#### [TASK A]
Transcribe the following text on lssrc status output for cthats in full, with nothing altered.
-- Begin DOCUMENT SECTION --
In response, the lssrc command writes the status information to the standard output. The information includes:

The information provided by the lssrc -s cthats command (short form).
Six lines for each network for which this node has an adapter and includes the following information:
- The network name.
- The network index.
- The number of defined members: The number of adapters that the configuration reported existing for this network.
- The number of members: Number of adapters currently in the membership group.
- The state of the membership group, denoted by S (Stable), U (Unstable), or D (Disabled).
- Adapter ID: The address and instance number for the local adapter in this membership group.
- Group ID: The address and instance number of the membership group. The address of the membership group is also the address of the group leader.
- Adapter interface name.
- HB Interval, which corresponds to the Frequency attribute in the GPFS cluster data. This exists on a per network basis and has a default value that could be different.
- HB Sensitivity, which corresponds to the Sensitivity attribute in the GPFS cluster data. This exists on a per network basis and has a default value that could be different.
-- End DOCUMENT SECTION --
-- Begin DATA SUPPLIED --
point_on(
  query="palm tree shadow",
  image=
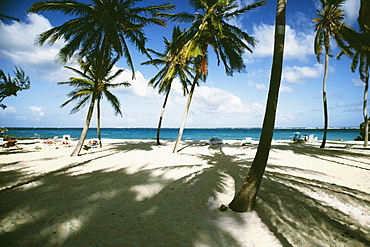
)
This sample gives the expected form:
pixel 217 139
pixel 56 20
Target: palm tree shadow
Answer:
pixel 106 208
pixel 285 205
pixel 127 146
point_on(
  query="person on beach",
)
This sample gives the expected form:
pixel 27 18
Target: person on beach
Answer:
pixel 11 143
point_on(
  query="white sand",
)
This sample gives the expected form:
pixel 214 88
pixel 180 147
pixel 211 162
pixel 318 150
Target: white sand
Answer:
pixel 134 193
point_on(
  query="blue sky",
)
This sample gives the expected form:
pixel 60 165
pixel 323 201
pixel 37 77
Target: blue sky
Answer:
pixel 222 101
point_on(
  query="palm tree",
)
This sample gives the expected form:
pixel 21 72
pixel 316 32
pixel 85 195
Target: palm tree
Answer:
pixel 361 60
pixel 328 24
pixel 105 25
pixel 9 86
pixel 244 200
pixel 211 28
pixel 172 67
pixel 99 30
pixel 86 90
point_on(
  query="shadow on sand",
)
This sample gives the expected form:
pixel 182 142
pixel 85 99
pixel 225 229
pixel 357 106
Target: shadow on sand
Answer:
pixel 147 208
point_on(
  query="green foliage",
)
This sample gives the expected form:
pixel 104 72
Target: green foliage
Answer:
pixel 10 86
pixel 106 26
pixel 96 77
pixel 210 27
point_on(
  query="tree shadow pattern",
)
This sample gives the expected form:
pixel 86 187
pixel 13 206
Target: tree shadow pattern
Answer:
pixel 105 208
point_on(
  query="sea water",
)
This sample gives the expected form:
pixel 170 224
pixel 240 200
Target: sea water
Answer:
pixel 346 134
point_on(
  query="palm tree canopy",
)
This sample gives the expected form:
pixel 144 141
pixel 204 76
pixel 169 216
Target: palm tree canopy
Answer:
pixel 329 23
pixel 172 65
pixel 85 86
pixel 9 86
pixel 210 27
pixel 103 25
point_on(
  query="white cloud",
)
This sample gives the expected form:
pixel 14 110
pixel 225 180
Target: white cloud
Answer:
pixel 260 87
pixel 17 42
pixel 299 75
pixel 358 83
pixel 351 9
pixel 285 89
pixel 139 86
pixel 215 100
pixel 8 110
pixel 298 45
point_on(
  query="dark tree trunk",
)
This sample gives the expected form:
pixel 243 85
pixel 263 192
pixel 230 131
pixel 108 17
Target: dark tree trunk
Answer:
pixel 98 119
pixel 161 116
pixel 181 130
pixel 244 200
pixel 325 101
pixel 80 143
pixel 366 135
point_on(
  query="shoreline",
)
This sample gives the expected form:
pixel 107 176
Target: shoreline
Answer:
pixel 135 193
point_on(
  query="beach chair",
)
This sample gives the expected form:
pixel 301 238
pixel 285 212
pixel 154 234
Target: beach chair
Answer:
pixel 66 140
pixel 215 141
pixel 11 143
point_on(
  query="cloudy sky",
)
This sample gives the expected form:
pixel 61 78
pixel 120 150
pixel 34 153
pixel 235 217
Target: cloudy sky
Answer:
pixel 222 101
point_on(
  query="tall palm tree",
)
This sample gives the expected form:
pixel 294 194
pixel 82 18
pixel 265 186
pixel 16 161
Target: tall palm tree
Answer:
pixel 210 27
pixel 245 198
pixel 361 60
pixel 329 23
pixel 9 86
pixel 105 25
pixel 101 29
pixel 172 67
pixel 85 89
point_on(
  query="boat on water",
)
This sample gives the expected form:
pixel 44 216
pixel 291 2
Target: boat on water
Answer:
pixel 362 131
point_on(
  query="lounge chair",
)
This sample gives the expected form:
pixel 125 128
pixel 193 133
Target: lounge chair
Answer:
pixel 215 141
pixel 10 143
pixel 66 140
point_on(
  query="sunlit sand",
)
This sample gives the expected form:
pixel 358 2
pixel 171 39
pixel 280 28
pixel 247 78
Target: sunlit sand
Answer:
pixel 134 193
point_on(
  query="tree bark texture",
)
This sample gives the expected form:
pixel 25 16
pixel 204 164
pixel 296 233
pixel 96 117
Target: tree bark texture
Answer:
pixel 244 200
pixel 161 116
pixel 366 136
pixel 325 100
pixel 190 96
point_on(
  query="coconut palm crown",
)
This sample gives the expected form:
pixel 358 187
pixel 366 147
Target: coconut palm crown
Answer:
pixel 105 26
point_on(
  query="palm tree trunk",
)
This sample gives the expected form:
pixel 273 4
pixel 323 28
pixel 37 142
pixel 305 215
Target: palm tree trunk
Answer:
pixel 80 143
pixel 244 200
pixel 162 114
pixel 98 118
pixel 181 130
pixel 325 101
pixel 366 135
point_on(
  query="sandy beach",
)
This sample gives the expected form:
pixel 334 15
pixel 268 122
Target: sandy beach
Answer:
pixel 135 193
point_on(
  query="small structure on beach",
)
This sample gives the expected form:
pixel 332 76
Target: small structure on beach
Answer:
pixel 362 128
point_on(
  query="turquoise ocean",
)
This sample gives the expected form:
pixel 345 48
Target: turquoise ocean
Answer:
pixel 347 134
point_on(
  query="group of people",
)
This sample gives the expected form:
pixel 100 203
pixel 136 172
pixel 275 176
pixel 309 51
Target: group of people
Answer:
pixel 10 143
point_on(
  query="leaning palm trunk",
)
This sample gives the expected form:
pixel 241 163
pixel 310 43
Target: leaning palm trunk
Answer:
pixel 245 198
pixel 366 135
pixel 98 119
pixel 162 114
pixel 80 143
pixel 181 130
pixel 325 101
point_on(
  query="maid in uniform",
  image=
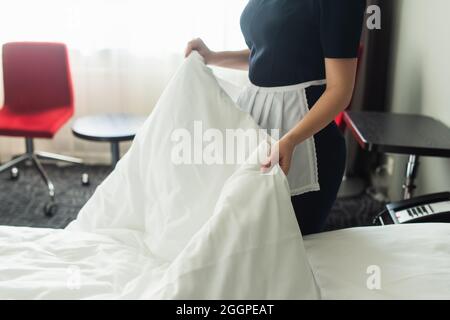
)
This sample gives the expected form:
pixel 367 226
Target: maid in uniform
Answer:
pixel 302 59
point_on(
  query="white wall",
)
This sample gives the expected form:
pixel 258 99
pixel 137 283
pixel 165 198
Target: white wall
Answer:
pixel 421 80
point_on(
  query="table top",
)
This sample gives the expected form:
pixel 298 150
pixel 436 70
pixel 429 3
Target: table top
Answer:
pixel 107 127
pixel 399 133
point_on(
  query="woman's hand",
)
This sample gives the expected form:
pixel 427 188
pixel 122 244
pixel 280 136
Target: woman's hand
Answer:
pixel 199 46
pixel 280 153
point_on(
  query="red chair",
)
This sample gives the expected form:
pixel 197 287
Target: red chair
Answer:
pixel 38 101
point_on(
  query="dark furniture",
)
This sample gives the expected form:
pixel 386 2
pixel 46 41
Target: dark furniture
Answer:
pixel 112 128
pixel 413 135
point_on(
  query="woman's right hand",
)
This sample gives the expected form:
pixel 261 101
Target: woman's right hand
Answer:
pixel 199 46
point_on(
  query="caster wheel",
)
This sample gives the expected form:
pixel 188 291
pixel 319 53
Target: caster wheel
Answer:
pixel 14 173
pixel 50 209
pixel 85 180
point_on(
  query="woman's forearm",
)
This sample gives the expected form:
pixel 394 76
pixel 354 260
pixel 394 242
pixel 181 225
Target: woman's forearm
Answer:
pixel 332 102
pixel 230 59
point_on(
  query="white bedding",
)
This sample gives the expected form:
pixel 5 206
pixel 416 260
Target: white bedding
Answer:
pixel 154 230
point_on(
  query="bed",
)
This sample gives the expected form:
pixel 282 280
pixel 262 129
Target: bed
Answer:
pixel 158 229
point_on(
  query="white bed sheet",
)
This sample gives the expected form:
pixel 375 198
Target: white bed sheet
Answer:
pixel 154 230
pixel 40 264
pixel 412 262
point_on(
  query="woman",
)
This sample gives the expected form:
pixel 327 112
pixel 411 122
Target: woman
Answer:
pixel 302 61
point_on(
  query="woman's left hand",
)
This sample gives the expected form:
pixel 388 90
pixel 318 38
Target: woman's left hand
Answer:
pixel 280 153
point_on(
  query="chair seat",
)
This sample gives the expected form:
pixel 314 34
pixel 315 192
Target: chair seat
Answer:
pixel 43 124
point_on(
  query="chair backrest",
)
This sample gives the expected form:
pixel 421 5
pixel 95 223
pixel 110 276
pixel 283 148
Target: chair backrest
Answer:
pixel 36 76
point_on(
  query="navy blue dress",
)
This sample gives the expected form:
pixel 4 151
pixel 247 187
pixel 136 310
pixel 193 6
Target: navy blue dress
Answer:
pixel 289 41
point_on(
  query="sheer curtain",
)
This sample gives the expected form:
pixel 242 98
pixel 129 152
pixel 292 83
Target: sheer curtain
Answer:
pixel 122 52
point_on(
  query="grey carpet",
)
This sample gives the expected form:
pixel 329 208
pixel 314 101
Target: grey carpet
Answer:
pixel 22 201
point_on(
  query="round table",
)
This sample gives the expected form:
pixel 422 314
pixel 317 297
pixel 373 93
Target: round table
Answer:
pixel 112 128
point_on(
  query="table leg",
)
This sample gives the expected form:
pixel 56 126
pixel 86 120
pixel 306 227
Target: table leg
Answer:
pixel 411 174
pixel 115 153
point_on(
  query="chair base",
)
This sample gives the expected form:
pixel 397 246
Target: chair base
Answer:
pixel 35 158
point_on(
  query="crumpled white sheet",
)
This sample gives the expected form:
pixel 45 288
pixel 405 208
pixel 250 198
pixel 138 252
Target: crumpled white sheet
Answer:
pixel 156 231
pixel 223 231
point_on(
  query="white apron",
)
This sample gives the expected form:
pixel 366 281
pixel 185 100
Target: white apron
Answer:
pixel 282 108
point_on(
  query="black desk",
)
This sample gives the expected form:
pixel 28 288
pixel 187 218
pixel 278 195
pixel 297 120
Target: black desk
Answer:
pixel 414 135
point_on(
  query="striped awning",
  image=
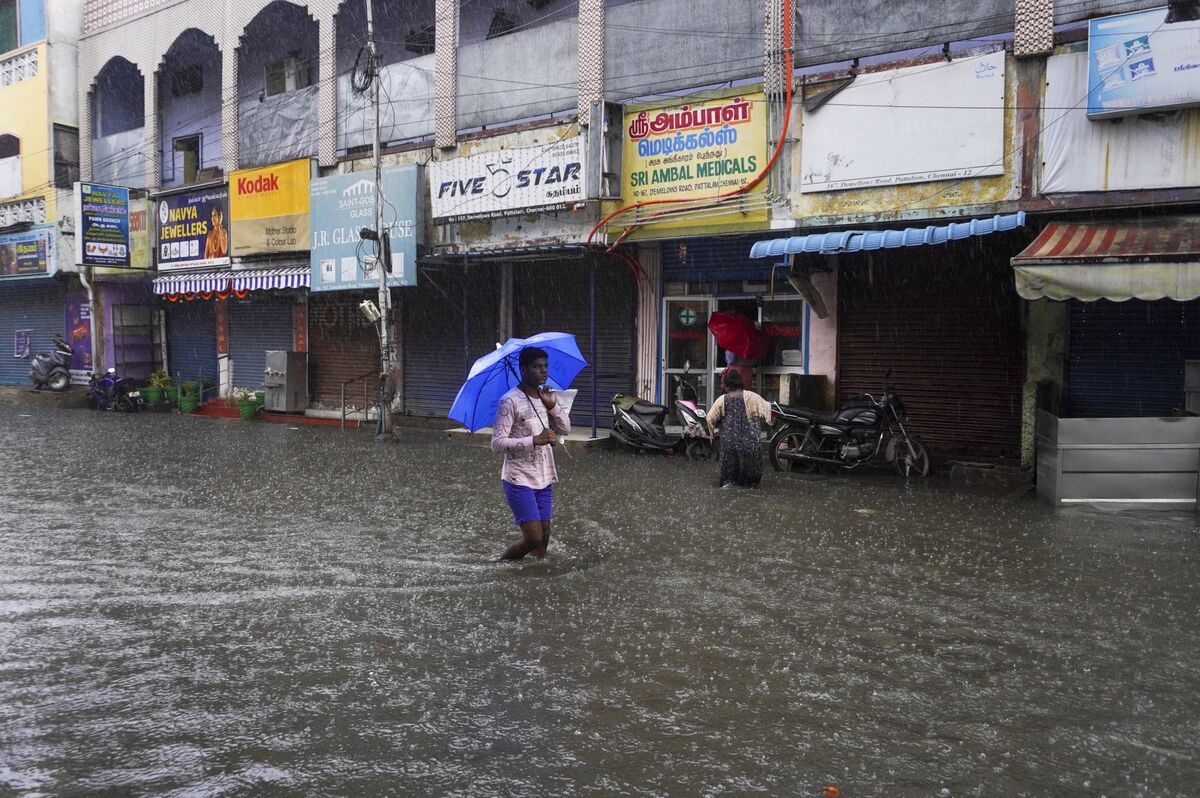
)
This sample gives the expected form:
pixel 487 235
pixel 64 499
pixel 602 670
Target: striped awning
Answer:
pixel 864 240
pixel 246 280
pixel 1149 258
pixel 195 282
pixel 261 279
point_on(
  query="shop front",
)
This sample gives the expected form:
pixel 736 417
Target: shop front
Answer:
pixel 33 300
pixel 1116 403
pixel 935 307
pixel 715 275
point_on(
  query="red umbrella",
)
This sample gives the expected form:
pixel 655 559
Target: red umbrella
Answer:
pixel 737 334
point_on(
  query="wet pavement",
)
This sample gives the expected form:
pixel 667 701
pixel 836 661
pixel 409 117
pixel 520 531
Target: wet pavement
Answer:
pixel 201 607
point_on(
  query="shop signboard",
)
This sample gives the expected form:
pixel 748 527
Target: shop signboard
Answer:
pixel 695 149
pixel 269 209
pixel 102 216
pixel 917 124
pixel 1137 63
pixel 345 204
pixel 508 183
pixel 193 229
pixel 29 253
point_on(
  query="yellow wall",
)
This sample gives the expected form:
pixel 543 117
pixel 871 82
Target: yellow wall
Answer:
pixel 24 113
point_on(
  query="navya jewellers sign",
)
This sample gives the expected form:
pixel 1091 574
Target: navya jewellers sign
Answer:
pixel 508 183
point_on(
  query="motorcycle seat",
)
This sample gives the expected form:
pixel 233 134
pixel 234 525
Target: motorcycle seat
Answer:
pixel 637 406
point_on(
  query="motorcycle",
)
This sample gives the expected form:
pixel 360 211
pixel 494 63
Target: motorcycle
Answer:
pixel 53 370
pixel 847 437
pixel 641 425
pixel 108 391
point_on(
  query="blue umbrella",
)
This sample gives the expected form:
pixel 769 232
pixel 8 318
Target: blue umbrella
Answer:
pixel 496 373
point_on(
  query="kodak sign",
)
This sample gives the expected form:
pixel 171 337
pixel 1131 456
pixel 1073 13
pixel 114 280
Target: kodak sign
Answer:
pixel 269 208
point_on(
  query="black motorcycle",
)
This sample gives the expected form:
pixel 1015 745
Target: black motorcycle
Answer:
pixel 641 425
pixel 847 437
pixel 52 370
pixel 108 391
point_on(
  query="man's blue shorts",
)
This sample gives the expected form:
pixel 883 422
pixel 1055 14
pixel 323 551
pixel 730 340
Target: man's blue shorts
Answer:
pixel 529 504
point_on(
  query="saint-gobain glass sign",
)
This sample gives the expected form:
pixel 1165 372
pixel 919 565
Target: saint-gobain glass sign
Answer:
pixel 103 219
pixel 342 205
pixel 1138 63
pixel 508 183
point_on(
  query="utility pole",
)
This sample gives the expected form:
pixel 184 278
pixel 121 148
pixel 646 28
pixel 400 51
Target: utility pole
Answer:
pixel 382 240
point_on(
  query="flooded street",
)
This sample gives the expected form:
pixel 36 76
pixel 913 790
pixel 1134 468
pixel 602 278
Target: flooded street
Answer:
pixel 201 607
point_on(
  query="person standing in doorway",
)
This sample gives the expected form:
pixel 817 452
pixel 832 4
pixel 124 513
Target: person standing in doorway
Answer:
pixel 528 423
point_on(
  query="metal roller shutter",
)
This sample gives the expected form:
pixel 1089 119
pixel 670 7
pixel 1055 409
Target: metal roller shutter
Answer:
pixel 256 327
pixel 449 321
pixel 555 297
pixel 1126 359
pixel 40 309
pixel 192 341
pixel 342 346
pixel 946 321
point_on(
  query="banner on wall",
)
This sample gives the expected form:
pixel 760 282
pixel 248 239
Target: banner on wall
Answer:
pixel 345 204
pixel 29 253
pixel 193 229
pixel 102 225
pixel 269 208
pixel 508 183
pixel 79 335
pixel 695 149
pixel 919 124
pixel 1138 63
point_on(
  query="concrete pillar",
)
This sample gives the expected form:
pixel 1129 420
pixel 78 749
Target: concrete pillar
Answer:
pixel 327 82
pixel 1033 28
pixel 592 42
pixel 151 145
pixel 445 75
pixel 229 94
pixel 648 321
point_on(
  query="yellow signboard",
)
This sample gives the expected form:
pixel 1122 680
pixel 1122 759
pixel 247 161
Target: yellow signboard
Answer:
pixel 269 208
pixel 699 149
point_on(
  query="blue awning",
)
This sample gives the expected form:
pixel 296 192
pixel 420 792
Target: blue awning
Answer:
pixel 863 240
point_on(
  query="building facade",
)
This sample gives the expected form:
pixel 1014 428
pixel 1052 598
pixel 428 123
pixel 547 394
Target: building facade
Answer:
pixel 41 294
pixel 855 179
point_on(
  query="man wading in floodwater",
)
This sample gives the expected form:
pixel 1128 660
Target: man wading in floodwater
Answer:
pixel 528 421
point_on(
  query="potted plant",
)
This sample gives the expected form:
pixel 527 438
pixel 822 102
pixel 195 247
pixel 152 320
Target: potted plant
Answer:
pixel 156 384
pixel 246 403
pixel 189 397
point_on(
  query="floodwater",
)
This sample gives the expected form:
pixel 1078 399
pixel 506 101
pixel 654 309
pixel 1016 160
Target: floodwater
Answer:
pixel 202 607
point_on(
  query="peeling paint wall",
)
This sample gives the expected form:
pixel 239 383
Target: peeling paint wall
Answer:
pixel 924 199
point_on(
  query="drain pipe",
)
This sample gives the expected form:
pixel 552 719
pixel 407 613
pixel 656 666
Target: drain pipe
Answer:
pixel 91 316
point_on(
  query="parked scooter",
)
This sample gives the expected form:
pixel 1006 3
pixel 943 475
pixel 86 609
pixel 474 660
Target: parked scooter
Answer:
pixel 641 425
pixel 847 437
pixel 52 370
pixel 108 391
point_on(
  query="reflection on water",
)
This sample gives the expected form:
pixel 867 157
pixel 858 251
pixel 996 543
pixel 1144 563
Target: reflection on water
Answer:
pixel 195 607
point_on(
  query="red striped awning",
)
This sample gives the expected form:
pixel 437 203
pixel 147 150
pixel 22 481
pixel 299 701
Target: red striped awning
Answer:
pixel 1149 258
pixel 1153 239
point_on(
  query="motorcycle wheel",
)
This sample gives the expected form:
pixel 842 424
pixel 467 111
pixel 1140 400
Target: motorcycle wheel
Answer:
pixel 911 463
pixel 700 450
pixel 786 444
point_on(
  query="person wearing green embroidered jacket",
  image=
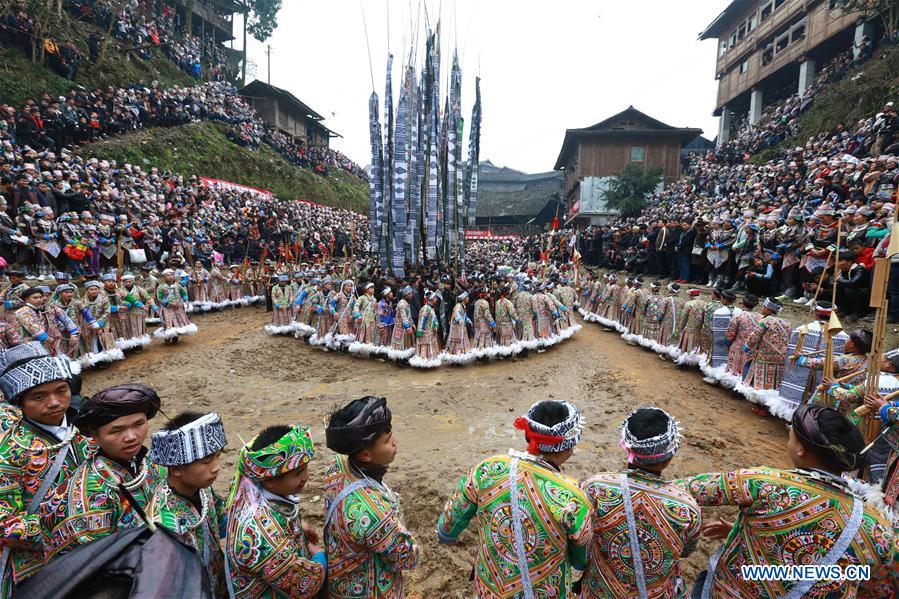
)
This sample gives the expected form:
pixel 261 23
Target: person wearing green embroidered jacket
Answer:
pixel 799 516
pixel 190 446
pixel 39 448
pixel 369 548
pixel 529 540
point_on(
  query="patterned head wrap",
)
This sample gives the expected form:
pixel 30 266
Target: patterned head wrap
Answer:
pixel 115 402
pixel 806 426
pixel 354 427
pixel 772 304
pixel 193 441
pixel 653 450
pixel 287 453
pixel 551 439
pixel 28 365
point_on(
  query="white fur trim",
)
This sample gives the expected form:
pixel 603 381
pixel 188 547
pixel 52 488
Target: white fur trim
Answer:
pixel 133 342
pixel 162 333
pixel 278 330
pixel 417 362
pixel 301 329
pixel 110 355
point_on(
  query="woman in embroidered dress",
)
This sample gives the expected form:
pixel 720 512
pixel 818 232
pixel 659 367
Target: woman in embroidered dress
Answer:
pixel 427 345
pixel 364 316
pixel 457 341
pixel 89 505
pixel 172 298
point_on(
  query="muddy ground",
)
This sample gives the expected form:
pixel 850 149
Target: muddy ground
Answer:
pixel 446 420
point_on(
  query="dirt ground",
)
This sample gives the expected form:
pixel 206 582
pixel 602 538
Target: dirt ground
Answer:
pixel 446 420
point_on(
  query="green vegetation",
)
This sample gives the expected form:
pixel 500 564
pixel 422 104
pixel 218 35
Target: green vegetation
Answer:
pixel 628 190
pixel 21 79
pixel 203 149
pixel 860 94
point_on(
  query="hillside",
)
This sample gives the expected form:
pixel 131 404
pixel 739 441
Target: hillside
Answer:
pixel 861 94
pixel 204 150
pixel 21 79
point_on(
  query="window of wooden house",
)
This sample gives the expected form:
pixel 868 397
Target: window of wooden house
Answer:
pixel 781 43
pixel 638 153
pixel 798 32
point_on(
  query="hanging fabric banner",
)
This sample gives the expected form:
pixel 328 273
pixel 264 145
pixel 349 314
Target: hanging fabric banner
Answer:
pixel 375 180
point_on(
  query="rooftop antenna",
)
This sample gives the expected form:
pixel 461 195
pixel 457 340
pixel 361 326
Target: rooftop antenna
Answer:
pixel 371 69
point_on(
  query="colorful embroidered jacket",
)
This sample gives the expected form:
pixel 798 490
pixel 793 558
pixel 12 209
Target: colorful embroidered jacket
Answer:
pixel 268 554
pixel 97 309
pixel 281 296
pixel 89 506
pixel 24 463
pixel 556 526
pixel 793 517
pixel 178 514
pixel 12 298
pixel 168 294
pixel 368 545
pixel 668 524
pixel 128 298
pixel 45 322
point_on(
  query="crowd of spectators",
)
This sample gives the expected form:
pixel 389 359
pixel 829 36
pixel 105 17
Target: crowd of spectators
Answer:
pixel 63 212
pixel 82 116
pixel 774 228
pixel 139 27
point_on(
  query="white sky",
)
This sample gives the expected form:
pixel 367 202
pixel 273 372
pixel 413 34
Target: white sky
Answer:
pixel 544 66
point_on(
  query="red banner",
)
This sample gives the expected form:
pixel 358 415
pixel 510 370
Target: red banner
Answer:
pixel 475 235
pixel 235 187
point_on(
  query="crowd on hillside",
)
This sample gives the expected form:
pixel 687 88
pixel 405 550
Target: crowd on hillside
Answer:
pixel 63 212
pixel 82 116
pixel 772 228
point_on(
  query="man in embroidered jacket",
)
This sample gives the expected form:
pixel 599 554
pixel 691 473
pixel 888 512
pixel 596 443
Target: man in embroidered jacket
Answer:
pixel 548 509
pixel 368 545
pixel 666 519
pixel 89 504
pixel 766 347
pixel 271 553
pixel 11 295
pixel 739 330
pixel 189 447
pixel 35 432
pixel 44 322
pixel 788 515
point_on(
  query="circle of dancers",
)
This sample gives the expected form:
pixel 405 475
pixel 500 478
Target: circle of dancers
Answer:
pixel 495 315
pixel 88 508
pixel 101 320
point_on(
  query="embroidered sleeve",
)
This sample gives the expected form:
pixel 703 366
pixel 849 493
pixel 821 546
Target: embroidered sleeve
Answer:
pixel 459 509
pixel 28 322
pixel 578 526
pixel 722 488
pixel 16 526
pixel 380 529
pixel 273 556
pixel 732 328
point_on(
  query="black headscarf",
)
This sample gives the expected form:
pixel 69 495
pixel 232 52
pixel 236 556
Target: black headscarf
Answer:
pixel 844 453
pixel 115 402
pixel 355 426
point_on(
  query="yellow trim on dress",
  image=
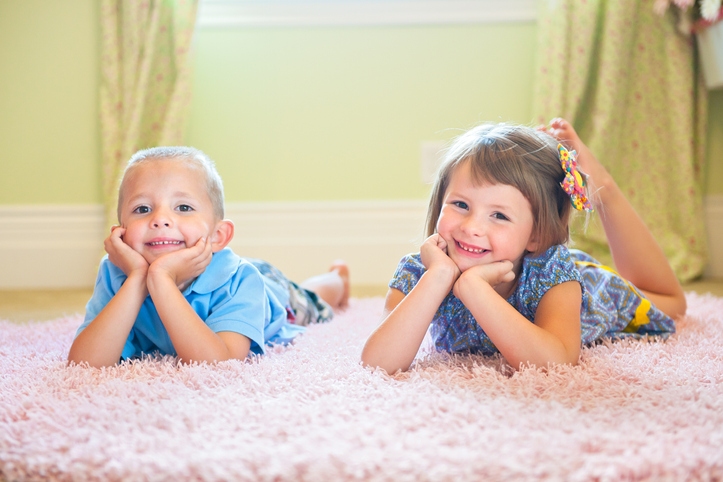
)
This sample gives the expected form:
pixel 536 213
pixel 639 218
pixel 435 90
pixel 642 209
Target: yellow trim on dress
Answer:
pixel 641 312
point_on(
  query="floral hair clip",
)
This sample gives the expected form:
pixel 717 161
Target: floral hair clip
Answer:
pixel 574 182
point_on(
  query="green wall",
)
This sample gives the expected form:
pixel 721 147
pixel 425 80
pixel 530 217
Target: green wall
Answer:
pixel 288 114
pixel 49 134
pixel 339 113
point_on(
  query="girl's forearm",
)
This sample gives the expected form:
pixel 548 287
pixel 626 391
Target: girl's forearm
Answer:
pixel 192 339
pixel 101 342
pixel 396 341
pixel 520 341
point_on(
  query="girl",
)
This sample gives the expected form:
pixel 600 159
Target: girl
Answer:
pixel 494 273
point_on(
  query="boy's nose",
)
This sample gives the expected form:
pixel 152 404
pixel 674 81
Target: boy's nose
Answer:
pixel 161 219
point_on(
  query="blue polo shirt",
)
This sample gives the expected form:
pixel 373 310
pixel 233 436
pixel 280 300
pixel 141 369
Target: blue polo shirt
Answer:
pixel 231 295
-- End DATA SUPPLIED --
#### [TASK B]
Edit the named-object pointing rows over the stretch from the start of the rows through the line containing "pixel 86 90". Reproduce those lines with "blue sky" replaced by "clear sky" and everything else unchanged, leaving the pictures out.

#### [EXERCISE OUTPUT A]
In response, the lssrc command writes the status information to the standard output. The information includes:

The information provided by the lssrc -s cthats command (short form).
Six lines for each network for which this node has an adapter and includes the following information:
- The network name.
- The network index.
- The number of defined members: The number of adapters that the configuration reported existing for this network.
- The number of members: Number of adapters currently in the membership group.
- The state of the membership group, denoted by S (Stable), U (Unstable), or D (Disabled).
- Adapter ID: The address and instance number for the local adapter in this membership group.
- Group ID: The address and instance number of the membership group. The address of the membership group is also the address of the group leader.
- Adapter interface name.
- HB Interval, which corresponds to the Frequency attribute in the GPFS cluster data. This exists on a per network basis and has a default value that could be different.
- HB Sensitivity, which corresponds to the Sensitivity attribute in the GPFS cluster data. This exists on a per network basis and has a default value that could be different.

#### [EXERCISE OUTPUT B]
point_on(
  query="palm tree shadow",
  image=
)
This sample gives the expected form:
pixel 217 139
pixel 56 20
Target: palm tree shadow
Answer:
pixel 106 208
pixel 285 205
pixel 127 146
point_on(
  query="person on beach",
)
This sample gives the expected form:
pixel 27 18
Target: person on beach
Answer:
pixel 11 143
point_on(
  query="white sand",
)
This sample gives the expected form:
pixel 214 88
pixel 180 147
pixel 211 162
pixel 318 150
Target: white sand
Answer:
pixel 134 193
point_on(
  query="clear sky",
)
This sample gives the expected form:
pixel 60 165
pixel 323 201
pixel 37 77
Target: clear sky
Answer:
pixel 222 101
point_on(
  query="palm tree",
)
This sample gives the expected form:
pixel 21 72
pixel 316 32
pixel 85 195
Target: palm tree
Answer:
pixel 361 60
pixel 328 24
pixel 105 25
pixel 9 86
pixel 244 200
pixel 211 28
pixel 172 67
pixel 99 30
pixel 86 90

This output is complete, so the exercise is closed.